WHAT THIS TASK INVOLVES:
Copy out every line of the items below, requests included, and scale each coordinate in the answers by 1.6, rounding to the nearest whole number with halves going up.

#### MATERIAL TO PROCESS ####

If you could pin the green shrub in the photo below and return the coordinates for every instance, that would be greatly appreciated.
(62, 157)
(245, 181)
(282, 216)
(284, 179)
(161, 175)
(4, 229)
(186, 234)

####

RESPONSE:
If you could pin the green shrub in the photo below and return the coordinates for every instance, that would be greatly appreciated.
(99, 251)
(392, 290)
(451, 346)
(454, 286)
(258, 280)
(6, 366)
(298, 374)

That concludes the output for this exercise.